▶ [WHAT YOU HAVE TO DO] Copy every item below verbatim, line for line, with no changes.

═════ MATERIAL TO PROCESS ═════

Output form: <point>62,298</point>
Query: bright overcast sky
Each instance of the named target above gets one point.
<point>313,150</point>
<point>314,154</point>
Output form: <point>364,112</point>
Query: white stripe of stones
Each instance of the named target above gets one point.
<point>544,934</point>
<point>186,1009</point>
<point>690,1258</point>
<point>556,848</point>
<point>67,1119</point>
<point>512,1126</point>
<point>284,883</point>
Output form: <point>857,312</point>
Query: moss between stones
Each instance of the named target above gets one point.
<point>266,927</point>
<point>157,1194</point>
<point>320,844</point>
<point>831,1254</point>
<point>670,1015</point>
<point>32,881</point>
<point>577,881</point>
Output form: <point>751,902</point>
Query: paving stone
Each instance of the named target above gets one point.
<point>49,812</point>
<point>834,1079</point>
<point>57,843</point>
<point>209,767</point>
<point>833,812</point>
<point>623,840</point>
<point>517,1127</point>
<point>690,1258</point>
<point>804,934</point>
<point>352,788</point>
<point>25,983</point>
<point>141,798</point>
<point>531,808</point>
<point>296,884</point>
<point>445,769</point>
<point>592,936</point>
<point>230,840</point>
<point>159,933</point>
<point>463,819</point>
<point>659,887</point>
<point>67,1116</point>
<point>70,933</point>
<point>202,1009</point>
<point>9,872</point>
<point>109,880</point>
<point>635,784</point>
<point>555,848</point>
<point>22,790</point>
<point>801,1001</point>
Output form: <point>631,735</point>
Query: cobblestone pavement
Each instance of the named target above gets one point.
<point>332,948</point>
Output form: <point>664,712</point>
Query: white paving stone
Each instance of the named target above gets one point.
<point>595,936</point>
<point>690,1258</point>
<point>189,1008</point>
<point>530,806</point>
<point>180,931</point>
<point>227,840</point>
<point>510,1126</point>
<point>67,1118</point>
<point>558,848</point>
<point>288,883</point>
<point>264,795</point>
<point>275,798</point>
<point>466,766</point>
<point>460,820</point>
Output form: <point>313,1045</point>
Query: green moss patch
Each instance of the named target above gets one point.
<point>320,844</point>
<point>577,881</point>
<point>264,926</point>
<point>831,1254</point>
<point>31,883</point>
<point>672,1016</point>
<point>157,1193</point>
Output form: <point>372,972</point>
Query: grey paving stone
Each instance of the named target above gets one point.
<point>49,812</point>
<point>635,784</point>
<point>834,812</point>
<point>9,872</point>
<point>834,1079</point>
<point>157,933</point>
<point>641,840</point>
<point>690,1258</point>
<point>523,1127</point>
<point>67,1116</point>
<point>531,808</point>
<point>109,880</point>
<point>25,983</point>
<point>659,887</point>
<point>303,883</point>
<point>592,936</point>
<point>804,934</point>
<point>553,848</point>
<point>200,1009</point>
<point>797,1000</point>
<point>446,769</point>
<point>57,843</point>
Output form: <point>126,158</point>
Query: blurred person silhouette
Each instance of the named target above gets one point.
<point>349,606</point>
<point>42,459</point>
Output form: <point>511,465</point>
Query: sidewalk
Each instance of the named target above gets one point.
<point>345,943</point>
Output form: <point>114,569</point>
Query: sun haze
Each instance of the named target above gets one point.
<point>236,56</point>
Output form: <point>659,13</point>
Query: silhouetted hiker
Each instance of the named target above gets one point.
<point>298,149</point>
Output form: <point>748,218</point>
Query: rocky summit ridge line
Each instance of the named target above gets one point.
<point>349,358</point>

═════

▶ [RESULT]
Output form: <point>62,298</point>
Query: bright overcast sky
Each instance of the named target above gets one point.
<point>313,150</point>
<point>314,154</point>
Output form: <point>364,112</point>
Query: white stripe of stones
Each instance of the named target above gets one point.
<point>544,934</point>
<point>186,1009</point>
<point>690,1258</point>
<point>556,848</point>
<point>67,1119</point>
<point>512,1126</point>
<point>284,883</point>
Output form: <point>857,312</point>
Query: moss between stones
Each instance of the named target above gets one point.
<point>266,927</point>
<point>157,1194</point>
<point>320,844</point>
<point>831,1254</point>
<point>670,1015</point>
<point>32,881</point>
<point>577,881</point>
Output form: <point>751,902</point>
Query: paving stone
Each instance of the named target above gets one point.
<point>49,812</point>
<point>834,1079</point>
<point>57,843</point>
<point>209,767</point>
<point>833,812</point>
<point>623,840</point>
<point>517,1127</point>
<point>690,1258</point>
<point>804,934</point>
<point>352,788</point>
<point>25,983</point>
<point>141,798</point>
<point>531,808</point>
<point>296,884</point>
<point>445,769</point>
<point>592,936</point>
<point>230,840</point>
<point>159,933</point>
<point>463,819</point>
<point>659,887</point>
<point>67,1116</point>
<point>70,933</point>
<point>202,1009</point>
<point>9,872</point>
<point>109,880</point>
<point>635,784</point>
<point>555,848</point>
<point>22,790</point>
<point>801,1001</point>
Output form: <point>631,735</point>
Query: cobblestone pavement
Each instance of the named target above gets one point.
<point>332,948</point>
Output form: <point>664,712</point>
Query: white paving stone
Each instance of the named target above gets one point.
<point>595,936</point>
<point>690,1258</point>
<point>189,1008</point>
<point>530,806</point>
<point>180,931</point>
<point>227,840</point>
<point>510,1126</point>
<point>67,1118</point>
<point>558,848</point>
<point>288,883</point>
<point>264,795</point>
<point>275,798</point>
<point>466,766</point>
<point>460,820</point>
Output form: <point>313,1045</point>
Query: green moss patch
Each instance of the named target above gets one point.
<point>320,844</point>
<point>577,881</point>
<point>264,926</point>
<point>831,1254</point>
<point>31,883</point>
<point>672,1016</point>
<point>157,1193</point>
Output form: <point>372,972</point>
Query: grey paving stone
Each instance of the named target above gets one point.
<point>49,812</point>
<point>635,784</point>
<point>834,812</point>
<point>9,872</point>
<point>834,1079</point>
<point>157,933</point>
<point>641,840</point>
<point>690,1258</point>
<point>523,1127</point>
<point>67,1116</point>
<point>531,808</point>
<point>109,880</point>
<point>25,983</point>
<point>659,887</point>
<point>303,883</point>
<point>592,936</point>
<point>804,934</point>
<point>553,848</point>
<point>200,1009</point>
<point>797,1000</point>
<point>446,769</point>
<point>57,843</point>
Output form: <point>126,158</point>
Query: blurred person silhouette
Each instance of the named target above gets one point.
<point>349,606</point>
<point>42,459</point>
Output form: <point>511,465</point>
Query: sidewalk
Each instance of the named target above gets one point.
<point>345,943</point>
Output form: <point>114,569</point>
Query: sun haze
Each instance of the named target above gets one point.
<point>236,56</point>
Output form: <point>659,13</point>
Query: silhouetted hiker
Each instance of the named target above gets one point.
<point>298,149</point>
Output form: <point>748,218</point>
Query: rocky summit ridge line
Each instance of the named target above gets one point.
<point>349,358</point>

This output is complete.